(Collected data entries)
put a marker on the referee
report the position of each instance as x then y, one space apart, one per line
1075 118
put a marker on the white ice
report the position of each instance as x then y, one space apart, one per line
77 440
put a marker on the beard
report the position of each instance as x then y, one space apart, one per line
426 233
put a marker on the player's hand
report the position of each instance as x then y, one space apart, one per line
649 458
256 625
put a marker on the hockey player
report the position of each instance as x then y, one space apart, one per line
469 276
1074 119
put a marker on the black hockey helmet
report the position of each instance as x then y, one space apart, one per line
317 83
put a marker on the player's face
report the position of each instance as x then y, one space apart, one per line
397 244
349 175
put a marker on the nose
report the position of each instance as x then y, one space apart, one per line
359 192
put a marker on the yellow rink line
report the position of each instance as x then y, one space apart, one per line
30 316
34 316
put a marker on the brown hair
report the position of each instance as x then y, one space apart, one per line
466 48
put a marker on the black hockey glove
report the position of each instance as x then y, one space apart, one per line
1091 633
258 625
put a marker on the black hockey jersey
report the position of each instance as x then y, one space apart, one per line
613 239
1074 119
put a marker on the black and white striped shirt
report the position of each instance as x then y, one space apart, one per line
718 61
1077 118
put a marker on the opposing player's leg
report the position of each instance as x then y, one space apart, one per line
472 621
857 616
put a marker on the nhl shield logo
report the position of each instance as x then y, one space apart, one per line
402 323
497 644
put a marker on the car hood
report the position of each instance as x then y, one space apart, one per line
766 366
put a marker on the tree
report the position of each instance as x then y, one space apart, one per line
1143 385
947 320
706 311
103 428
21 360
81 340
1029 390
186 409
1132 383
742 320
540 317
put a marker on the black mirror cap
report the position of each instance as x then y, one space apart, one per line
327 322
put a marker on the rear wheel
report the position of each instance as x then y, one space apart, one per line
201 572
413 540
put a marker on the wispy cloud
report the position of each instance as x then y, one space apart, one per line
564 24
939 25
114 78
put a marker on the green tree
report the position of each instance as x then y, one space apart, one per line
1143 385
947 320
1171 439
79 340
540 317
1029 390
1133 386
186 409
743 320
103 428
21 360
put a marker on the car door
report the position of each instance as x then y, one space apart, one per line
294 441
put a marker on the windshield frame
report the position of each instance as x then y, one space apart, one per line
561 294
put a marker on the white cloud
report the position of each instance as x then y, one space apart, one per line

* [What is expected]: Transcribe every line of the records exactly, please.

* [Answer space]:
put a marker on the referee
report the position of each instance as x then y, one space apart, one per line
1075 118
put a marker on the white ice
report the position of each instance as x then y, one space apart, one per line
77 440
put a marker on the beard
report the position of each instance as x then y, one space apart, one per line
426 233
put a marker on the player's hand
report the position of each instance as x then y, one space apart, one per line
649 458
256 625
put a marker on the hockey player
report the position of each instance as x then y, one space apart, one per line
469 276
1074 119
put a marker on the black hockey helmet
report the position of each instance as x then y, one space apart, one per line
317 83
put a marker on the player's face
report the position of each instance as x then y, one space apart, one per line
397 244
349 175
put a marker on the nose
report the position of each instance as x then y, one space apart, one per line
359 192
put a marker on the yellow rink line
report the position of each instance as x then y, one space apart, one per line
30 316
34 316
put a marker on the brown hair
report the position of each instance as x then y, one space apart, one per line
466 48
put a marker on the black hockey glove
report the position of each instance as x then y, one space apart, one per line
1091 633
258 625
put a marker on the black hockey jersey
report the position of each instance as x then y, one space apart, one per line
613 239
1074 119
put a marker on the black and white striped shirt
report the position of each instance as x then y, one space apart, one per line
718 61
1077 118
put a marker on the opposing player's leg
report the position of each instance as x then y, one space apart, one per line
472 621
857 616
put a marker on the nhl shield logo
report the position of each instance as x then y, one space apart, one per line
402 323
497 644
put a marker on the car hood
report the position of each instance as x then y, one space apart, one per line
766 366
put a marker on the tree
report the position of each instance as x then y, one space apart, one per line
1143 385
947 320
706 311
103 428
21 360
81 340
1029 390
186 409
1132 383
742 320
540 317
put a marker on the black mirror cap
report the position of each instance as x then y, one space apart, one per line
327 322
put a marker on the rear wheel
report the position of each instance as x then y, one space apart, one per line
201 572
413 540
put a marker on the wispy cloud
report the position of each instance as x then y, one space apart, one per line
564 24
939 25
114 78
put a marker on the green tree
report the position of each instance as x then y, one space apart, one per line
1143 385
947 320
1171 439
79 340
540 317
1029 390
1133 386
186 409
743 320
103 428
21 360
put a marker on the car door
report the position of each instance as x then y, one space apart, one per line
294 441
put a marker on the windshield frame
report the position of each instance as x then y, one space apart, one per line
561 294
put a marker on the white cloud
report the position of each instance as x then y, one space apart, one per line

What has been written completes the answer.